I am just realizing that I am completely wrong about when Felicity came out. So she definitely was during a time when I was still involved with these dolls. So I have no idea why I was thinking she was later than that. Now I feel like maybe I was just getting really old catalogs or something, or I only had one catalog ever that I was just repeatedly returning to.

Kelsey:

Maybe you had one catalog and your parents would just take it away and then give it back to you over three months and be like, mail's here.

Heather:

My whole childhood was a lie. All right, let's dive into the books. The first book in the six that we're going to look at was Meet Felicity. Felicity Merriman is the high spirited daughter of a shopkeeper in Williamsburg, Virginia in 1774, Felicity falls in love with the unbroken horse being abused by the local tanner and town drunk Jiggy Nye. Felicity borrows, some writing breaches from her father's apprentice, Ben and teams and rides Penny the horse, eventually stealing her and setting her free from Jiggy Nye.

Kelsey:

Okay so I figured I could start us off with a friends and family update because I know that we like to check who's in which section. I will note that Jiggy Nye is listed as a friend.

**EXERCISE TASK 1**: Please list every character named in Heather's summary of the book Meet Felicity in the Felicity transcript.
**EXERCISE TASK 2**: Continue the Felicity transcript from the end of Kelsey's last line.
The records are separate from the Felicity transcript.

**MATERIAL PROVIDED**:
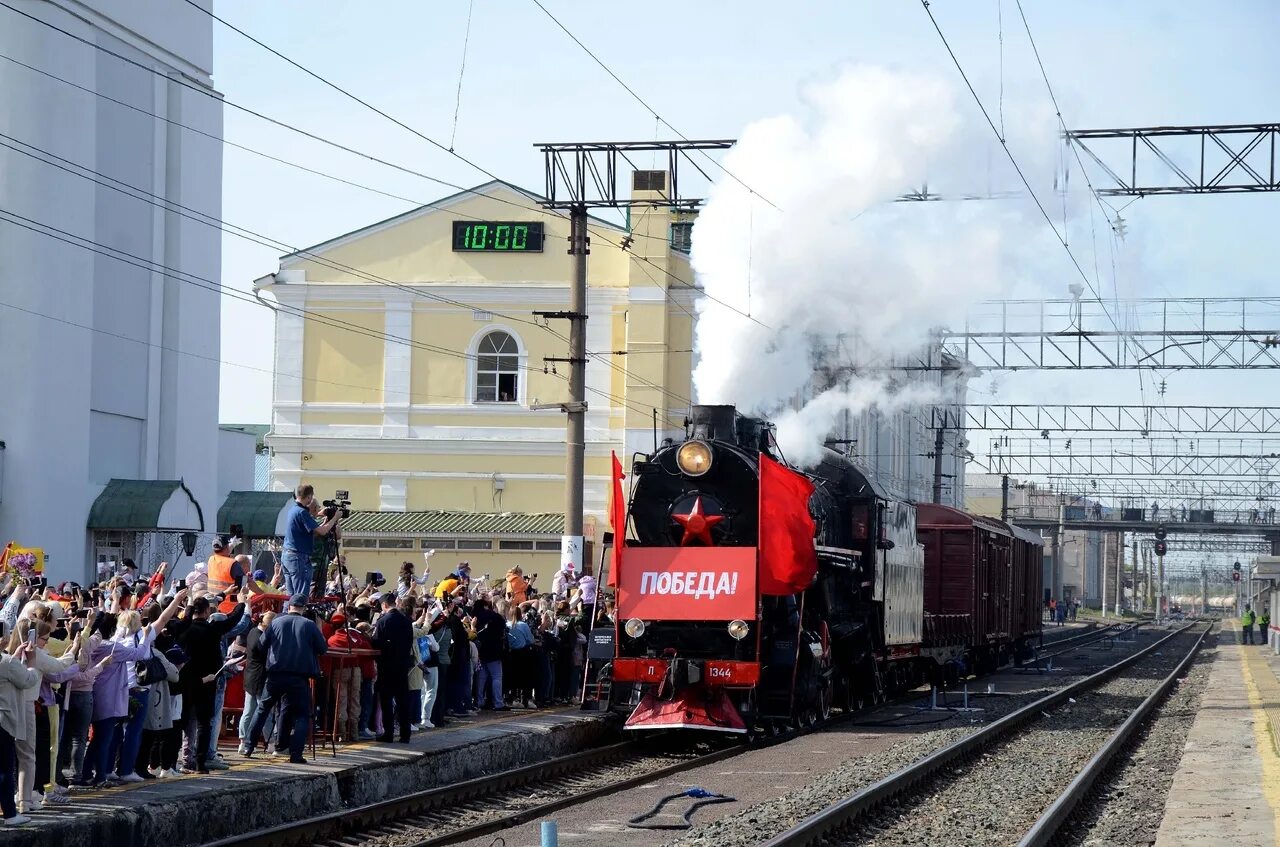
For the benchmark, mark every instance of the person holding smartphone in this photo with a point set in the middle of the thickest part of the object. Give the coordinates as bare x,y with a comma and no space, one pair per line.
18,680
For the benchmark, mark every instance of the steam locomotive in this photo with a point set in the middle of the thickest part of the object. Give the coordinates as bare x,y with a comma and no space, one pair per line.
901,594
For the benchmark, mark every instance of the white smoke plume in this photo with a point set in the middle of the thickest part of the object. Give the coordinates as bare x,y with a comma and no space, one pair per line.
836,269
800,431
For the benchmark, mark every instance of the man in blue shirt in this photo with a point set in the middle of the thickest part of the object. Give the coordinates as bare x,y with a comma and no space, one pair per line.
293,648
300,535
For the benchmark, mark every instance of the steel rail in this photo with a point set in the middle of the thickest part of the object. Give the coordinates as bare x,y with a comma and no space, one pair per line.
812,829
344,823
1047,827
1111,630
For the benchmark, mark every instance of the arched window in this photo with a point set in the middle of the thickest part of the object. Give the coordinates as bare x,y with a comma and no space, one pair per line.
497,369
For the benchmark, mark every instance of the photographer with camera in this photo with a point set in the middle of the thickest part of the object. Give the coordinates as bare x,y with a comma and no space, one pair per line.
301,532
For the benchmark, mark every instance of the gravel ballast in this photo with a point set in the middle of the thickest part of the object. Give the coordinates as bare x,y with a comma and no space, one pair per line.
760,822
995,799
1128,806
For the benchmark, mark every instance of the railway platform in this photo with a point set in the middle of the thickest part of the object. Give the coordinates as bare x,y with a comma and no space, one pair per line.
1226,790
265,792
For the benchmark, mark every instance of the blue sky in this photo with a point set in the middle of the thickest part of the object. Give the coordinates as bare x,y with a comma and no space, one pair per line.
711,68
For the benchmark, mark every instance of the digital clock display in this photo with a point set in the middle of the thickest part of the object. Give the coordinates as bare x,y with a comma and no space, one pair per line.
498,236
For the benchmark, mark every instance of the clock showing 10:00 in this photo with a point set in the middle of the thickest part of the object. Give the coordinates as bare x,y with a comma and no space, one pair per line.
498,236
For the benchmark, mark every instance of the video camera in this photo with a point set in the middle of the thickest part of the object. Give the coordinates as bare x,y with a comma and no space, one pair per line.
339,504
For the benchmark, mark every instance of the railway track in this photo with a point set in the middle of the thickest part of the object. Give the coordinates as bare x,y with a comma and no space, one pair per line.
1018,779
488,804
1061,646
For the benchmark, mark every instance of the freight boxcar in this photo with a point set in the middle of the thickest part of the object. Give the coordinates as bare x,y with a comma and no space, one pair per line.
1028,585
968,589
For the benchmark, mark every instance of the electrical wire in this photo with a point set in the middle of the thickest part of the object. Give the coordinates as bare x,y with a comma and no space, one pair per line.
213,95
462,71
1018,168
263,239
200,282
209,220
641,101
215,360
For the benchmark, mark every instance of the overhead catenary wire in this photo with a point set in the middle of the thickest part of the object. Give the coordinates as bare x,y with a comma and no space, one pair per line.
1013,160
218,288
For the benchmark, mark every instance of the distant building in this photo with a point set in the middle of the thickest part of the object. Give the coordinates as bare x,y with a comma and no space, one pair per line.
415,397
109,412
1082,550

**RIGHT ANSWER 1**: Felicity Merriman, Jiggy Nye, Ben, Penny

**RIGHT ANSWER 2**:
Heather:

I will say that the friends and family portraits at the beginning of the book, I think only once have been accurate to friends and family, because they've always, either been family and family or family and some guy who's not a friend or[Laughter]

Kelsey:

They need an enemy section. Also Penny the horse is listed as a friend. So.

Heather:

That's fair.

Hannah:

That's legit for Felicity.

Kelsey:

I felt weird this whole book, every time it was like Felicity's best friend, Penny the horse. I mean, that's just like, you can love your horse. I love my dog. He's not my best friend.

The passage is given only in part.